Trecho para leitura —
Consoante já assentado, o princípio da insignificância, que TIEDEMANN denomina de princípio da bagatela, enuncia que deve haver uma relação de proporcionalidade entre a ofensividade da conduta e a punição a ser imposta; quando, no caso concreto, analisando a conduta praticada e o quantum de punição abstratamente prevista, houver uma desarrazoada desproporção, a tipicidade deve ser afastada. Assim, por exemplo, na hipótese do crime de descaminho, no qual o tributo iludido é inferior a dez mil reais [02] ou tentativa de furto de objeto de ínfimo valor, é de se aplicar o mencionado princípio que, uma vez acolhido, afasta a própria tipicidade penal. Os recentes julgamentos do Supremo o vem considerando como vetor de política criminal que funciona como fator de descaracterização material da tipicidade penal [03].

No Supremo Tribunal Federal, à luz dos últimos julgados, a aplicação do princípio da insignificância vem sendo admitida desde que balizada pelos seguintes vetores objetivos: a) a mínima ofensividade da conduta do agente; b) nenhuma periculosidade social da ação; c) o reduzidíssimo grau de reprovabilidade do comportamento; e d) a inexpressividade da lesão jurídica provocada. Sem ressaltar o risco deste posicionamento casuístico, visível que o objetivo é oferecer um balizamento para reduzir o alto grau de abstração dos princípios jurídicos. Pois bem.

Recentemente – 22 de junho de 2010 –, a 1.º T do Supremo, através da Relatoria do Min. Lewandowisk, fundamentando no valor supra-individual do bem jurídico tutelado no crime de apropriação indébita previdenciária, indeferiu ordem de Habeas-corpus, não obstante reconhecer, na espécie, o pequeno valor das contribuições sonegadas à Previdência Social [04].

A decisão é, no mínimo, estranha, notadamente se se observar o padrão e os critérios estabelecidos pela própria Corte como vetores para aplicação do princípio e, aliado a isto, se se considerar as recentes decisões referentes aos valores mínimos para fins de execução fiscal. Isto, por si só, justificaria a aplicação do princípio da insignificância ao crime de apropriação indébita previdenciária que não ultrapasse o valor de R$ 10.000,00 (dez mil reais) [05]. Ressalte-se, de plano, faz algum tempo, venho defendo a alteração deste modelo de política criminal adotado no combate aos "crimes desta natureza" [06].

Material fornecido —
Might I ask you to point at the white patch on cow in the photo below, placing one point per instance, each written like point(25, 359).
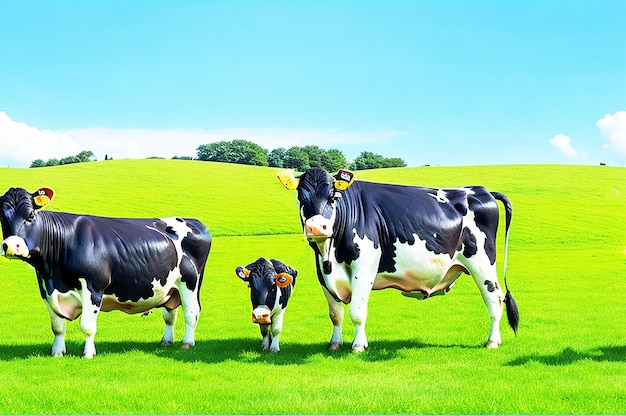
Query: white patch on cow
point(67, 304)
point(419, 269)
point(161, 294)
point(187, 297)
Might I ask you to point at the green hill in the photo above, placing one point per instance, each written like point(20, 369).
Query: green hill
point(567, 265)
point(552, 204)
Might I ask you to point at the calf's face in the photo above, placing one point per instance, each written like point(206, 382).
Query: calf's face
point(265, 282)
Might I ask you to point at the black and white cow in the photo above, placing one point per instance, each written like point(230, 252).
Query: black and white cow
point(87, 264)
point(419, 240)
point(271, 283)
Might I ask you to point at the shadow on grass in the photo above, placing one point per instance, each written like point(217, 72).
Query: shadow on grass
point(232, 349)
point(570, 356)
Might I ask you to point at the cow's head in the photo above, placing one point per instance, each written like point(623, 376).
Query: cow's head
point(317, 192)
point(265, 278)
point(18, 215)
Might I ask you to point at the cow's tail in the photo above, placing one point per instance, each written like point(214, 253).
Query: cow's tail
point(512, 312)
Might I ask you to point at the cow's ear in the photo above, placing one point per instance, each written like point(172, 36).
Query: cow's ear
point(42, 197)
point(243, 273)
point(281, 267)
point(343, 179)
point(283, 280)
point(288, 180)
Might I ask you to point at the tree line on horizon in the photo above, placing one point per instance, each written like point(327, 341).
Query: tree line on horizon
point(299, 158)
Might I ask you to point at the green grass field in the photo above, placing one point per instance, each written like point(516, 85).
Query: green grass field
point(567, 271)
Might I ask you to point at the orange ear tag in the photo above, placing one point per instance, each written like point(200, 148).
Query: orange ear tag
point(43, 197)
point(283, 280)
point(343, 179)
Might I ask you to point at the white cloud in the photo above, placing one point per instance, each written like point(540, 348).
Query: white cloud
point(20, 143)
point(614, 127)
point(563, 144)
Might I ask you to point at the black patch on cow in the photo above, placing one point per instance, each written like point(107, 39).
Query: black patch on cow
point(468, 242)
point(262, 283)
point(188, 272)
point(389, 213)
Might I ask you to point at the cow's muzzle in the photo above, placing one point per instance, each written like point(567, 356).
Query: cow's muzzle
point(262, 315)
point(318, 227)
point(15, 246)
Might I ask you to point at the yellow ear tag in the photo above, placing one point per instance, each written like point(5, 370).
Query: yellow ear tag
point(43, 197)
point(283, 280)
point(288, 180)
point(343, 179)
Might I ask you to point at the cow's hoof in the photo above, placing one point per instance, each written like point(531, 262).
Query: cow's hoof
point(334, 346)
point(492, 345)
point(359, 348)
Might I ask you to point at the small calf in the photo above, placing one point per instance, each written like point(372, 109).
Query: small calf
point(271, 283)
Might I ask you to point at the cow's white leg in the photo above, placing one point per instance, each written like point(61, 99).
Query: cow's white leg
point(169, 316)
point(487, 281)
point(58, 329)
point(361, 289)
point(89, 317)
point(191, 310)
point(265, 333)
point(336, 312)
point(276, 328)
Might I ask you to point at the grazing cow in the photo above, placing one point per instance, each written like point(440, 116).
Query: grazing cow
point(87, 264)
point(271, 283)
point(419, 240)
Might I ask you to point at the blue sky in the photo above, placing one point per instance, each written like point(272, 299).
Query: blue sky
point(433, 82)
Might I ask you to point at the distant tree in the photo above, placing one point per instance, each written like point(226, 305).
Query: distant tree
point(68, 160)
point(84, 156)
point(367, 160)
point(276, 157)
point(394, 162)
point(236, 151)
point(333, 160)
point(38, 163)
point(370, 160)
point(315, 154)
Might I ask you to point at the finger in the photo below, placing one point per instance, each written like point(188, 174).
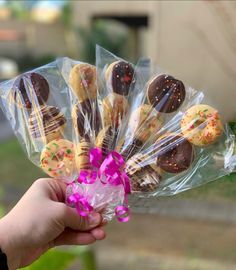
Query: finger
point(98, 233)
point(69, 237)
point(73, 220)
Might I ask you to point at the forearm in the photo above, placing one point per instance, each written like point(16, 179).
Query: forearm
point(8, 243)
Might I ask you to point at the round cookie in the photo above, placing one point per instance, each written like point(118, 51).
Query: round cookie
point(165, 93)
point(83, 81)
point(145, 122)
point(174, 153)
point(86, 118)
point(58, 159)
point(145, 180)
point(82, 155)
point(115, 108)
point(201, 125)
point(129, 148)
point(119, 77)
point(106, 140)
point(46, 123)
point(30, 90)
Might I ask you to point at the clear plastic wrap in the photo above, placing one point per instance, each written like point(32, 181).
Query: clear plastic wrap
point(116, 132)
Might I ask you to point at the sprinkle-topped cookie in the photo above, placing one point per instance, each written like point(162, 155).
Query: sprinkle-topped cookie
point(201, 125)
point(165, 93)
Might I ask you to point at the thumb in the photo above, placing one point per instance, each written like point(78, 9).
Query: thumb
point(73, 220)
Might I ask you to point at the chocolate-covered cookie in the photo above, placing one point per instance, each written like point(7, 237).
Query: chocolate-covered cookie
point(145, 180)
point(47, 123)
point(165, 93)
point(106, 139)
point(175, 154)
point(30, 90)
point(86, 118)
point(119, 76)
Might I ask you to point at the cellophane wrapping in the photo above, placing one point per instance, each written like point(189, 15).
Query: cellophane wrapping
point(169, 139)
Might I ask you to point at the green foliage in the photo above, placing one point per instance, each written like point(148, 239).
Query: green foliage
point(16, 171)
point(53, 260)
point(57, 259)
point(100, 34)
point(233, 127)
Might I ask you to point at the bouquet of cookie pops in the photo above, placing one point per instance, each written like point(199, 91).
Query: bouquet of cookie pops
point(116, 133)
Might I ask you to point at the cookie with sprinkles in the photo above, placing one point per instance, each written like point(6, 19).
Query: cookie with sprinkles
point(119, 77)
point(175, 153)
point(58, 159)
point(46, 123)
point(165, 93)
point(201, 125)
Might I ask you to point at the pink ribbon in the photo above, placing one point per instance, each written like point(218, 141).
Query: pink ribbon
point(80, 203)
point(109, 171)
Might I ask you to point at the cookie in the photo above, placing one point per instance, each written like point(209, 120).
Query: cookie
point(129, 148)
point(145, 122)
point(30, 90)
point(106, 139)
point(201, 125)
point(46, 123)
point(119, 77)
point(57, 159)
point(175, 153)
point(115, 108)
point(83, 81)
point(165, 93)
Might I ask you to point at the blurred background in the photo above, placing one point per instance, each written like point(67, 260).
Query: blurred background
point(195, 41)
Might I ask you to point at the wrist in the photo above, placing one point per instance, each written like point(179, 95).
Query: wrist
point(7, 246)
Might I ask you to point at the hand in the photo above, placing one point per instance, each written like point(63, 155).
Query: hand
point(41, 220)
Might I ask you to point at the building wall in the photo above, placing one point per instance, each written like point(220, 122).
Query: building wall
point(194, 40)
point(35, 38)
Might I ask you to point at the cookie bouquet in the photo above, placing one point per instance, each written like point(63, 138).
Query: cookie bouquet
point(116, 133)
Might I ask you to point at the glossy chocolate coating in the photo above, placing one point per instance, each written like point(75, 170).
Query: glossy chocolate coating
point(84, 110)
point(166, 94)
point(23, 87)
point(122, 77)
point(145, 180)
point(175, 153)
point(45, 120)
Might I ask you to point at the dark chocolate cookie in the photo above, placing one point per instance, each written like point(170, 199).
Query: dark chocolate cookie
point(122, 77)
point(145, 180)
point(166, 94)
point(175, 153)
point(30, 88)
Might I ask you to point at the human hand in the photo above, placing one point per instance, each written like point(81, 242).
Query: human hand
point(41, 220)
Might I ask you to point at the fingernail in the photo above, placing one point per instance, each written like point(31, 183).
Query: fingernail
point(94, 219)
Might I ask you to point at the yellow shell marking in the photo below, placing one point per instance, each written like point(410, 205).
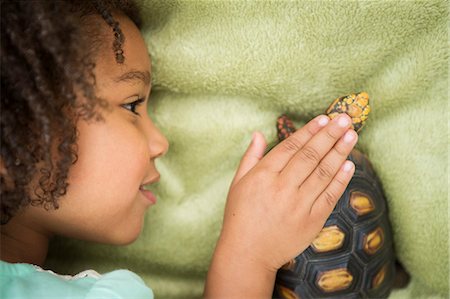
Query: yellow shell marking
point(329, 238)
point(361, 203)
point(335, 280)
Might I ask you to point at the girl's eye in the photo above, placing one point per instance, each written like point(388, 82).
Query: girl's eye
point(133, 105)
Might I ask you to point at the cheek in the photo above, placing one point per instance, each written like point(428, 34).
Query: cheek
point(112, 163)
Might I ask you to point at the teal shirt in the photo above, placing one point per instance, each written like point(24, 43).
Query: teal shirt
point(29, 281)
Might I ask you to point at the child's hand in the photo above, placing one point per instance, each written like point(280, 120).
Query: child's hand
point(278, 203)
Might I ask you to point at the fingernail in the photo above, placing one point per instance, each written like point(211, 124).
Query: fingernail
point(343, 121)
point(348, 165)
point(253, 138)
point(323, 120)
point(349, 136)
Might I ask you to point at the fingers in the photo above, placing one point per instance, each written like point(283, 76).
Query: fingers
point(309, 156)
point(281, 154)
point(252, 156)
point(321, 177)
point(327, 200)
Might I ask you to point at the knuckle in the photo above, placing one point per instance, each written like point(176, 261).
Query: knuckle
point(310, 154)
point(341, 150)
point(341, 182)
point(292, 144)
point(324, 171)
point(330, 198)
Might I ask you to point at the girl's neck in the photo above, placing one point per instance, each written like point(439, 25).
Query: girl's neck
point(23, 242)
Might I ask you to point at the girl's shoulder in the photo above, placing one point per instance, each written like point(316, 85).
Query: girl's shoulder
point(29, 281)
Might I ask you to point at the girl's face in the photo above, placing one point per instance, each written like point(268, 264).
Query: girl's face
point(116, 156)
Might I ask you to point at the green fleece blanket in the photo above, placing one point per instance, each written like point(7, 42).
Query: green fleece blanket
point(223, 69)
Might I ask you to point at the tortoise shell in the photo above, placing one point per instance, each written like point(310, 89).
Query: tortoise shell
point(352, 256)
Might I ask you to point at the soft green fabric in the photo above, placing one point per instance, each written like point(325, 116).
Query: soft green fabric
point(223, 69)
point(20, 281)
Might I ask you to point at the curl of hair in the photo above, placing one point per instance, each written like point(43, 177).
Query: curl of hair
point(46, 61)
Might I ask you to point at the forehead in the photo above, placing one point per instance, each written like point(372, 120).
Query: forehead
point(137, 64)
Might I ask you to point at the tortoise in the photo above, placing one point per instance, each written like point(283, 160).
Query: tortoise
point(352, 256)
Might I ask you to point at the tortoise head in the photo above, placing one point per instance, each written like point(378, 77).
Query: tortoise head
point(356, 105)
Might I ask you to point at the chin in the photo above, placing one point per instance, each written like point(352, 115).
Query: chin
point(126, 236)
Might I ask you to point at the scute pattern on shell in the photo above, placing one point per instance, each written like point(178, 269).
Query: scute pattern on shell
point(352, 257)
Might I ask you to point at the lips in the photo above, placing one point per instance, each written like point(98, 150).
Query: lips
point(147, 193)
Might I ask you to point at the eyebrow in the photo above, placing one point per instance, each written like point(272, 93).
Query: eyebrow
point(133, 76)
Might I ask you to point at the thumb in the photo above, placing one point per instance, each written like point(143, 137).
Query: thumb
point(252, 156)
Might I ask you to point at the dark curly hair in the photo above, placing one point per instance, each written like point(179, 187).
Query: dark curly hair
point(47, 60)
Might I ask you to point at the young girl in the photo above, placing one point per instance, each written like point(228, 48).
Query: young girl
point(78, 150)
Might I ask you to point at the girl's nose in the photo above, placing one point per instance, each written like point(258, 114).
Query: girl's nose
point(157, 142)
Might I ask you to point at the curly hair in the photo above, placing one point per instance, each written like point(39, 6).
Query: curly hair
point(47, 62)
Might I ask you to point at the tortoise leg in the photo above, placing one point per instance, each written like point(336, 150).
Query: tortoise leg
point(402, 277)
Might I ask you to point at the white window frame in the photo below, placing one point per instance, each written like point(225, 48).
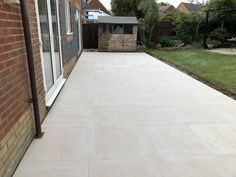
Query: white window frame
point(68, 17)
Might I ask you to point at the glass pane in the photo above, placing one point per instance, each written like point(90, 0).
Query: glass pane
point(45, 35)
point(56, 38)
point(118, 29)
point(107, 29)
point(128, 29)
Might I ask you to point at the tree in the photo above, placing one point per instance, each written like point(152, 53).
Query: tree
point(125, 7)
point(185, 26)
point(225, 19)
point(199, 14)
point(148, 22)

Tarefas propostas —
[1] Imprima a parte do texto sobre o princípio da insignificância que fica entre "Consoante já assentado, o" e "tipicidade penal [03].", incluindo ambos os trechos.
[2] Liste todos os vetores objetivos que, segundo o texto sobre o princípio da insignificância, balizam a aplicação desse princípio no Supremo Tribunal Federal.
[3] Indique se cada afirmação abaixo está de acordo com o texto sobre o princípio da insignificância. Responda sim ou não e cite as palavras do texto que decidem a questão.
(a) TIEDEMANN chama o princípio da insignificância de princípio da bagatela.
(b) Na decisão de 22 de junho de 2010, a ordem de Habeas-corpus foi concedida.
(c) A decisão de 22 de junho de 2010 foi tomada pela 1.ª Turma do Supremo.

Lista de respostas —
[1]
Consoante já assentado, o princípio da insignificância, que TIEDEMANN denomina de princípio da bagatela, enuncia que deve haver uma relação de proporcionalidade entre a ofensividade da conduta e a punição a ser imposta; quando, no caso concreto, analisando a conduta praticada e o quantum de punição abstratamente prevista, houver uma desarrazoada desproporção, a tipicidade deve ser afastada. Assim, por exemplo, na hipótese do crime de descaminho, no qual o tributo iludido é inferior a dez mil reais [02] ou tentativa de furto de objeto de ínfimo valor, é de se aplicar o mencionado princípio que, uma vez acolhido, afasta a própria tipicidade penal. Os recentes julgamentos do Supremo o vem considerando como vetor de política criminal que funciona como fator de descaracterização material da tipicidade penal [03].

[2]
a) a mínima ofensividade da conduta do agente
b) nenhuma periculosidade social da ação
c) o reduzidíssimo grau de reprovabilidade do comportamento
d) a inexpressividade da lesão jurídica provocada

[3]
(a) Sim: "que TIEDEMANN denomina de princípio da bagatela".
(b) Não: "indeferiu ordem de Habeas-corpus".
(c) Sim: "Recentemente – 22 de junho de 2010 –, a 1.º T do Supremo".